Selected excerpt:
What have the people who attend your workshops in common? What brings them together?
I think that it is passion that brings us all together. Many of the participants came to my workshops when they had the feeling that something was missing out of their creative lives. When they arrived at my workshops, they actually realized that a lot of creativity was just sleeping inside of them. I encourage people to come to my workshops without any expectations. From this point on, each of them takes what appeal them most. I am challenging them to live on their own those three days of shooting, to let themselves free to feel, know and see without any judgements. I just bring these people together and they are doing a great job!

 

 


Apart from the pure photography involvement, your workshops are equally attractive for the attendees for the discussions and debates on the best photos selected, following the shooting sessions. In your opinion what brings more impact for the best selected photos: it is the mood, the story, the composition or the technical perfection?
At the time of selection, I am open to know and understand the point of view of each participant. We are about 20 different people with 20 different points of view. The mood, the story, the composition, the technical perfection, all these are very important in achieving a good image, but for me there is another much more important aspect: simplicity and authenticity. The simplest they think and the more complex they look inside and outside themselves, the better photos they get.

 

 


You work with models since many years already. The models participating in your workshops are an important part of the story you want to build and convey. How do you chose the models and what would be your most important advice for the new comers in this in this type of fine art photography?
The models are as important as any other member of the crew. We are a whole team who direct the stage for our participants: models, assistants, make-up artists, designers, hair stylists, video assistants etc. Their roles are essential. First of all, the model must match the concept we chose. The models are our block of I would say stones, but I’d much better say human in which I am trying to crave (with) feelings. Regarding advices, I am trying to keep myself apart of them because every single man in this world has his own unique knowledge and experiences, but one thought I could share with the newcomers would be to care about, carefully listen and pay a lot of attention to all the members of a team they work with. I think it is very important to learn to co-work with people.

 

 


The success of model shooting sessions depends heavily on the model skills, on one hand, but also on your “stage director” skills, on the other hand. How do you manage to successfully communicate with the models, to make them fit in your story and to get the most of the mood from their performance in front of the cameras?
I am looking for models who can perform or even act. In Romania, there are many fashion models who are taught to pose, to look good in a plastic good way. It’s very difficult to melt a plastic model into feelings that’s why I’ve always looked for unconventional (according to fashion shootings) models. I’ve met some models who refused to get outside their beauty boxes. I am not looking for commercial beauty, I am trying to find expressive models and to reveal their inner beauty through movement, acting, dance, performance.

The second step and probably the most important, after I found the models is the dialogue. I am talking with them, I am asking for their attention and I give them my attention. We must be connected and talk, as much as possible, the same language.

 

 


You once said that the image is the only way you express your fillings through. What makes the photography, as an art of images, different from the other arts, from this perspective?
The context in which images are born. It’s fascinating how photography and film deals with time. This is the difference between photography and other arts: photographers and cinematographers are working with a very fragile thing which is the ephemeral, the moment and the happening.

Written exercise 1:
Transcribe the part of the photography workshop interview starting with "I am looking" and going on through "acting, dance, performance.".
Written exercise 2:
Pick up the photography workshop interview after its final sentence and continue it.
None of the lines placed after the interview are needed for anything here.

Recorded information:
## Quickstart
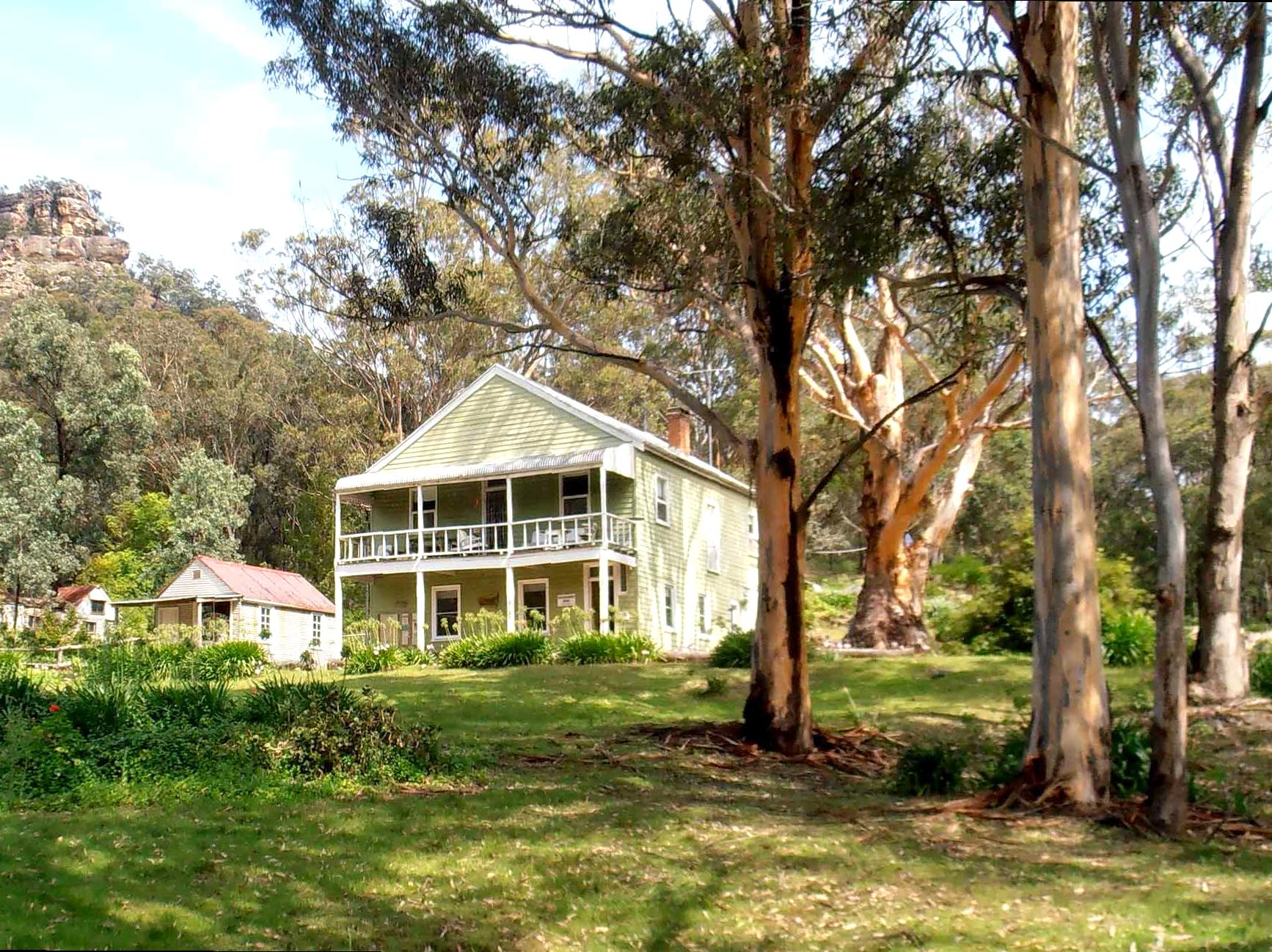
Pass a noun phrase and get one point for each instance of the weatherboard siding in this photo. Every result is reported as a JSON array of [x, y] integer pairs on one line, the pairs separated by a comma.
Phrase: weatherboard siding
[[677, 554], [500, 421]]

Task response 1:
I am looking for models who can perform or even act. In Romania, there are many fashion models who are taught to pose, to look good in a plastic good way. It’s very difficult to melt a plastic model into feelings that’s why I’ve always looked for unconventional (according to fashion shootings) models. I’ve met some models who refused to get outside their beauty boxes. I am not looking for commercial beauty, I am trying to find expressive models and to reveal their inner beauty through movement, acting, dance, performance.

Task response 2:
From my point of view, a good image issues from a good observation of the subject you photograph or film and this is a very serious challenge. As a photographer, I must be aware of the present, of the moment when things are happening, otherwise I can lose those moments when life is expressing itself in human beings. In any other arts time is gentler.

 

 


You have interactions within the film world and you are also involved in a film production company. How do photography and film interact and complement each other for you and how did both influence your photographic vision?
The first name they gave to film was moving pictures. A series of images can make a movie. If photography freezes time, film makes this freezing somehow alive. It’s a very beautiful dynamic between photography and film. Even if they seem different, they have a common root. I am always keeping in mind the way those two arts depict and re-create life. Both photography and film are part of my personal language search. 

 

 


In addition to the fine art nude workshops, you are also involved in guided photo tours projects in special locations, where, apart from photo shooting the participants are told about the history of the places and the wonderful people met. Can you please tell us what was the idea behind and what got you interested in these projects?
It was a happy meeting of mine with a couple of tourism researchers. We’ve set up some routes in Bucharest that we walk on along with a local guide. Our program includes indoor and outdoor shootings with people who have amazing life stories. We always have a lot of stories in these one-day workshops. If you ever want to hear as many stories as possible in a single day, you must join one of these workshops!

 

 


Bogdan, you are member of 1x community since 2011. Where did you first learn about 1x and what did you felt when you have got your first photo published?
When I first heard about 1x, from some photographers friends of mine, I was very happy that there is a very careful selection criteria for all the photos submitted for publication.
It was exciting for me to know that my photos have passed a responsible selection process. I remember how nervous I’ve waited for my first photo to be published!

 

 


Who are your favorite photographers or mentors whose works have influenced you and your photography?
I am not a conventional fan type. I deeply admire some of my teachers, the photographers who frequently attend my workshops, and colleagues of the guild. My biggest mentor is love, it drives me to certain people or photos I choose to keep or to remember.

 

 


Usually, the photographers have their own favorite piece of work. Can you please shortly present your favorite photo, the story behind it and explain why it is special to you?
I can feel the photo you’re talking about, but this is one of those I haven’t done yet.

 

 


Bogdan, we are about to conclude our interview and here is my final question for you: are there any specific directions that you would like to take your photography in the future or any goals that you wish to achieve?
My biggest wish is to have more time for more individual projects and for my photos. I would like to take some time to put some order in my work. I have a sketch of the projects I would love to develop and some of the priorities for now are an exhibition and my photography album.